- INSTRUCTION
Extract every line in the items below that contains the word "lanyard". Copy each one unchanged.

- MATERIAL

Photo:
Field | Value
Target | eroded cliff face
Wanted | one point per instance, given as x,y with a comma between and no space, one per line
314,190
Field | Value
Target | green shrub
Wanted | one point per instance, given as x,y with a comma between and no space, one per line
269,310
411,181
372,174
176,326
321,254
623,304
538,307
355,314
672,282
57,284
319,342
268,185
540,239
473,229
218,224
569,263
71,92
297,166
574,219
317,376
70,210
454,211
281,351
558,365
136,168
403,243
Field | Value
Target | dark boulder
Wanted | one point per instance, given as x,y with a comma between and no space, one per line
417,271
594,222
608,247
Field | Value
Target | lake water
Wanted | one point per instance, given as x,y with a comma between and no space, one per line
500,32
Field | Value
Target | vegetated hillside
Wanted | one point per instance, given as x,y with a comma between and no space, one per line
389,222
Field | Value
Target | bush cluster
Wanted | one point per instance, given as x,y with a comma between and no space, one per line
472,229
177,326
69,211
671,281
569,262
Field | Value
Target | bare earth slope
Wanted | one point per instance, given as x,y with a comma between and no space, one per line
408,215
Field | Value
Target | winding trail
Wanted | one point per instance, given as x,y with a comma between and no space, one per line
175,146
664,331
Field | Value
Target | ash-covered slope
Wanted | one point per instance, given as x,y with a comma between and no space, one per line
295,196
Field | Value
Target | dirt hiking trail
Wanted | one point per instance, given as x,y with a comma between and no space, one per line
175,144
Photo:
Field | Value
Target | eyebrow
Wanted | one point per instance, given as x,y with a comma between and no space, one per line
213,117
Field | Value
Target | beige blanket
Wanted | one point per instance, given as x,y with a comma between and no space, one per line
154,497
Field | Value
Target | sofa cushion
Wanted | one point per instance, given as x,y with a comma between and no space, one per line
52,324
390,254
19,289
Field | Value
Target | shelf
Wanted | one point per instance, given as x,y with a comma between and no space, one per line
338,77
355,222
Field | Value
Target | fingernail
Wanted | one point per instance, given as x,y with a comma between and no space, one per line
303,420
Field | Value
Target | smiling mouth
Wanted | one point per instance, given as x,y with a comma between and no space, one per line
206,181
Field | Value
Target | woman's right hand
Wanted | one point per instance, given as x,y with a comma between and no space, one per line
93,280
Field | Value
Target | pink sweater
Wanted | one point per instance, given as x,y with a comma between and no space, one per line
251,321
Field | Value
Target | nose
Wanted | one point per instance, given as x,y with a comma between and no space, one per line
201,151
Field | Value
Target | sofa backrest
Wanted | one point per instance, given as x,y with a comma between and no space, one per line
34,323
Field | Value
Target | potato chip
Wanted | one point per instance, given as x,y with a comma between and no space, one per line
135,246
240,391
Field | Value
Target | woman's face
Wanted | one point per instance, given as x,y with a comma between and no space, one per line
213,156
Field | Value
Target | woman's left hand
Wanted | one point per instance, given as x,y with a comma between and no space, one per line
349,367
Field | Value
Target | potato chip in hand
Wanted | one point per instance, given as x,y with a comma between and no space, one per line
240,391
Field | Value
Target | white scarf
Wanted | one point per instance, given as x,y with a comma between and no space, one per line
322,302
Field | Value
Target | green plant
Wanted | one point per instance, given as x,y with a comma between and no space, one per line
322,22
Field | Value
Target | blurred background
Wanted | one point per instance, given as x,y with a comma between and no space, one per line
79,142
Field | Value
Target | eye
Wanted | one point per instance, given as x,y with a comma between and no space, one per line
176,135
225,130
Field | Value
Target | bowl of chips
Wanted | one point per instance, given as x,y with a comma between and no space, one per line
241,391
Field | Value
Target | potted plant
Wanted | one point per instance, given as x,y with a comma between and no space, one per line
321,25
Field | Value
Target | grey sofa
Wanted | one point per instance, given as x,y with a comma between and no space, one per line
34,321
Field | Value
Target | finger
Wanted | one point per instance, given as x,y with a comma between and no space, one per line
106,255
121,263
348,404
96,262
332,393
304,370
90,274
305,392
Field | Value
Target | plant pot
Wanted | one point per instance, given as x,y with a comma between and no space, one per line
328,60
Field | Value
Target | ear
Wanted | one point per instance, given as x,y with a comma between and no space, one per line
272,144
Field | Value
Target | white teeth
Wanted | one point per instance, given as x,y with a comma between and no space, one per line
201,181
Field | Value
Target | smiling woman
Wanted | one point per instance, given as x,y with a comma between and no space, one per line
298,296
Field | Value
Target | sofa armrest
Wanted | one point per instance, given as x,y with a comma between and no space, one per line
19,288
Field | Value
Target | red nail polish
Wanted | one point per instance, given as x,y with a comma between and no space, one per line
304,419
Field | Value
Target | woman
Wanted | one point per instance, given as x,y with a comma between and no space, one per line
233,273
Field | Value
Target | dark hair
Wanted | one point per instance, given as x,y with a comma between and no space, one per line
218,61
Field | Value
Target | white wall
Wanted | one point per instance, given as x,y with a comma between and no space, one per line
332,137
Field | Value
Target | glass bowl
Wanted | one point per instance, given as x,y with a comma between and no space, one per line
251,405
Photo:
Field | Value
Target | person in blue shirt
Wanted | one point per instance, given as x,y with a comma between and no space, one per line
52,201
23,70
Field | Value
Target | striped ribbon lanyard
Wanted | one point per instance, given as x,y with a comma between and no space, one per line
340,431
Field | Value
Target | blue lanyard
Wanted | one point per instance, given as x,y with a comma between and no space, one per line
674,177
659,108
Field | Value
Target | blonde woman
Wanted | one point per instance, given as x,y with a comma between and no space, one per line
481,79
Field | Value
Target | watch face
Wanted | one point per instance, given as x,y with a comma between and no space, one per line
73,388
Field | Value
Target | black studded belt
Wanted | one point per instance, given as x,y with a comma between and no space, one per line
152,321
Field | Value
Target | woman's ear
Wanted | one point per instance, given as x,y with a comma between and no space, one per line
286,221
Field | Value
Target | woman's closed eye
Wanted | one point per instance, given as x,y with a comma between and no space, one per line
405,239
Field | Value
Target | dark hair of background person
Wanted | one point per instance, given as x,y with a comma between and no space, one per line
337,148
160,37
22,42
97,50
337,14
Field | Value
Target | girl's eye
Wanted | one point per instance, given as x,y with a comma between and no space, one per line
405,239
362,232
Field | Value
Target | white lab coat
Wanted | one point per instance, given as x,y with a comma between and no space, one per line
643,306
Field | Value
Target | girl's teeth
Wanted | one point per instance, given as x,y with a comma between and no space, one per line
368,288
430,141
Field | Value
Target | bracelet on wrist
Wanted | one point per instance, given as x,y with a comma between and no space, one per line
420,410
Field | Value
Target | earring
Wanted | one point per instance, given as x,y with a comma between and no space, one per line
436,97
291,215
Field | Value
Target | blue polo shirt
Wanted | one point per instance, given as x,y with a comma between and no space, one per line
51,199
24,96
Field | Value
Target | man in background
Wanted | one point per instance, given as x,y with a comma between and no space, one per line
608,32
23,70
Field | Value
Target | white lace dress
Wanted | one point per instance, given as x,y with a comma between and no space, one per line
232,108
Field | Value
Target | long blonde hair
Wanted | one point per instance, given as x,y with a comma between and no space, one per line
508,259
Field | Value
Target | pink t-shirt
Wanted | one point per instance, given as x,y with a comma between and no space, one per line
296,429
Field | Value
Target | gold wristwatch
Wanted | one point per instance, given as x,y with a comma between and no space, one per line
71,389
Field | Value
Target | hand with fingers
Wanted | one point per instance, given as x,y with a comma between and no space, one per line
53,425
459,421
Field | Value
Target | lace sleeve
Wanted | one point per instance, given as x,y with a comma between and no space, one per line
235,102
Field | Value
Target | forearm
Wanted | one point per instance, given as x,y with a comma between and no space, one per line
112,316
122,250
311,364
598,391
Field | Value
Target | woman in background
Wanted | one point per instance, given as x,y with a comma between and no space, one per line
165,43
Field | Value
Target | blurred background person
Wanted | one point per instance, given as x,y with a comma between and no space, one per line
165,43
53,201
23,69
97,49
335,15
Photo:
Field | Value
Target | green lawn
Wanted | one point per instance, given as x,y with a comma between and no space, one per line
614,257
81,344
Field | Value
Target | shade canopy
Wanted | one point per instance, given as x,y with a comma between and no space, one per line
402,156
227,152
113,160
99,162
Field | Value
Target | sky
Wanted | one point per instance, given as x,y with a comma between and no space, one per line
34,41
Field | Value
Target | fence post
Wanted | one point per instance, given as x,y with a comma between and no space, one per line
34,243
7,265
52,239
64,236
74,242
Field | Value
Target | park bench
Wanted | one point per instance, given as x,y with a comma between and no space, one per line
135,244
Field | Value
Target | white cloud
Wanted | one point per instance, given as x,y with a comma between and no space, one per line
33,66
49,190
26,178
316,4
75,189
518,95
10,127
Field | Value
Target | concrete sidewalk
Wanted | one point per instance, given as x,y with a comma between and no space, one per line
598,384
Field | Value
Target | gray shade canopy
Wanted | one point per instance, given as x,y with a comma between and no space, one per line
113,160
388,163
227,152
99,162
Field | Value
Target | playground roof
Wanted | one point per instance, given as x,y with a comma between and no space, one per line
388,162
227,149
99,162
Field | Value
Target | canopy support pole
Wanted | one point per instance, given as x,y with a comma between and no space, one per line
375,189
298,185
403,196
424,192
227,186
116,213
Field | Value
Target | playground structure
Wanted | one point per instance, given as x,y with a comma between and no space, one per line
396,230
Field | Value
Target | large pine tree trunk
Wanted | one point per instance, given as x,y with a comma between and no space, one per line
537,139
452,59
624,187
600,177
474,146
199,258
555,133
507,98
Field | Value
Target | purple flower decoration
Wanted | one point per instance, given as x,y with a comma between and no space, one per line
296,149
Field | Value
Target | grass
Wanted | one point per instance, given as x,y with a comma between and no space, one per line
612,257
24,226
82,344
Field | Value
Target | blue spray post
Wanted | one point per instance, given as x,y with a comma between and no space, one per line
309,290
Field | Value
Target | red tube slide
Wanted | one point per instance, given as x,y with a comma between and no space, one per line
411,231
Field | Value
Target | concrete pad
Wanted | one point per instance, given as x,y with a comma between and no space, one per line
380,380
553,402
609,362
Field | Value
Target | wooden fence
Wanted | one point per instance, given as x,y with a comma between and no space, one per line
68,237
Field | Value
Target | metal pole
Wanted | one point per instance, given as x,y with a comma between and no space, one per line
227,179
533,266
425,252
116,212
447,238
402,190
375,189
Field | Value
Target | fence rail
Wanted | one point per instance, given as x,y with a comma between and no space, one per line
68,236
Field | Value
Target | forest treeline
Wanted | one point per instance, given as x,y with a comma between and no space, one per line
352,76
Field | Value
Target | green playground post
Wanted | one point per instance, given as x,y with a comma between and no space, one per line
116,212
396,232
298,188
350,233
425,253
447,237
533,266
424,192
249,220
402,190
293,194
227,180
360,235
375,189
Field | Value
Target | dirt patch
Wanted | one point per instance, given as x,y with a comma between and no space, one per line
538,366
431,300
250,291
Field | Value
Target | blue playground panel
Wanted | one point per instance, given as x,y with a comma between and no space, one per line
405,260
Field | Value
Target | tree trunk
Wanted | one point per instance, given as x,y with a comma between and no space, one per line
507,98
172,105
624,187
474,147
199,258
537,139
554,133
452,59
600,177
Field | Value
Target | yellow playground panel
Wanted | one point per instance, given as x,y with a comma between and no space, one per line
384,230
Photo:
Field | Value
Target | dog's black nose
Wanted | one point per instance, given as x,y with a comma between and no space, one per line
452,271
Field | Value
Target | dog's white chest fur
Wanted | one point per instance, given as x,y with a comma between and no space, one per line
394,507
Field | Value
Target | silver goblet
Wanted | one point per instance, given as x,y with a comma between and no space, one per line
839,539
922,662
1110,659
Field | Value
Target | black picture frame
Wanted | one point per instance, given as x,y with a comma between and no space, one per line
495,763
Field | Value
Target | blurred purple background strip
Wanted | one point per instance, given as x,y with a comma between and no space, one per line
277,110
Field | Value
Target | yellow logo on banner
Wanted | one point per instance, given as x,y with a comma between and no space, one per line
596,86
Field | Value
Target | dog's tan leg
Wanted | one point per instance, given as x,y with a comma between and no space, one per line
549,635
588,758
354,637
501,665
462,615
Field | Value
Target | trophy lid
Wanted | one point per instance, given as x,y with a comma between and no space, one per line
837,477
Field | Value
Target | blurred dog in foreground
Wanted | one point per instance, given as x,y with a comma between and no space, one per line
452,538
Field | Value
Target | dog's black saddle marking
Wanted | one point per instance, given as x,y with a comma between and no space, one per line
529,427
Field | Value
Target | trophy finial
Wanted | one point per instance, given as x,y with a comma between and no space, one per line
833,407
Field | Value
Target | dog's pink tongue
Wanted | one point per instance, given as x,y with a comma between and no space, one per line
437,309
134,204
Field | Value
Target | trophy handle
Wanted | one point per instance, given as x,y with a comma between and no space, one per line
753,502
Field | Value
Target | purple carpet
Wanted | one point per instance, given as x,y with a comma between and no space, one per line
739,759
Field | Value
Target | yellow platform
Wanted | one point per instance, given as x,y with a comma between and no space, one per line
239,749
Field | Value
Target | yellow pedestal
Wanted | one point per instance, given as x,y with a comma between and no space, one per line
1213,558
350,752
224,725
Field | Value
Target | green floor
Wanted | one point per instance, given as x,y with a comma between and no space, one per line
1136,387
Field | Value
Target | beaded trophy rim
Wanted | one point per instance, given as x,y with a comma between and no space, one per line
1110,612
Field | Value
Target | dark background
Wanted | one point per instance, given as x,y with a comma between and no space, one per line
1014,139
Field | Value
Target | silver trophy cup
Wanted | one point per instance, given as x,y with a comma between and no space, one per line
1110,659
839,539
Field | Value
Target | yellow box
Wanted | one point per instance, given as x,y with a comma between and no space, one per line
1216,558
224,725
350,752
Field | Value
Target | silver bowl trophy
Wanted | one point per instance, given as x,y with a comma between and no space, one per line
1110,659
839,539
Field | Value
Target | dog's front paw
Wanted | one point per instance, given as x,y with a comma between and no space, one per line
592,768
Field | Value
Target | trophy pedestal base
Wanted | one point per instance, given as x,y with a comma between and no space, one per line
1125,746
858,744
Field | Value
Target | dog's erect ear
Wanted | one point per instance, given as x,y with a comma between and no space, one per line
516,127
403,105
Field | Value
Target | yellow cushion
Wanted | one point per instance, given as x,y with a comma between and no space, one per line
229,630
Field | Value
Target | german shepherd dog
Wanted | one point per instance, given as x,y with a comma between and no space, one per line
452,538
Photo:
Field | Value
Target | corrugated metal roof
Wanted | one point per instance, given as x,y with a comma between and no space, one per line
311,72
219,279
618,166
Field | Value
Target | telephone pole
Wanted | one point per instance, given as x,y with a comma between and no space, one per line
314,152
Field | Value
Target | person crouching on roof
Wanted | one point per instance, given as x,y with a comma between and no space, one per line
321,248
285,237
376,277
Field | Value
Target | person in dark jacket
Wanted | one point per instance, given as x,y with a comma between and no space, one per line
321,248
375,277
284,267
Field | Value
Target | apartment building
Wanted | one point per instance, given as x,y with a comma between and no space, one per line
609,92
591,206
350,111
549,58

- EXERCISE RESULT
Target | striped ribbon lanyard
Target | blue lanyard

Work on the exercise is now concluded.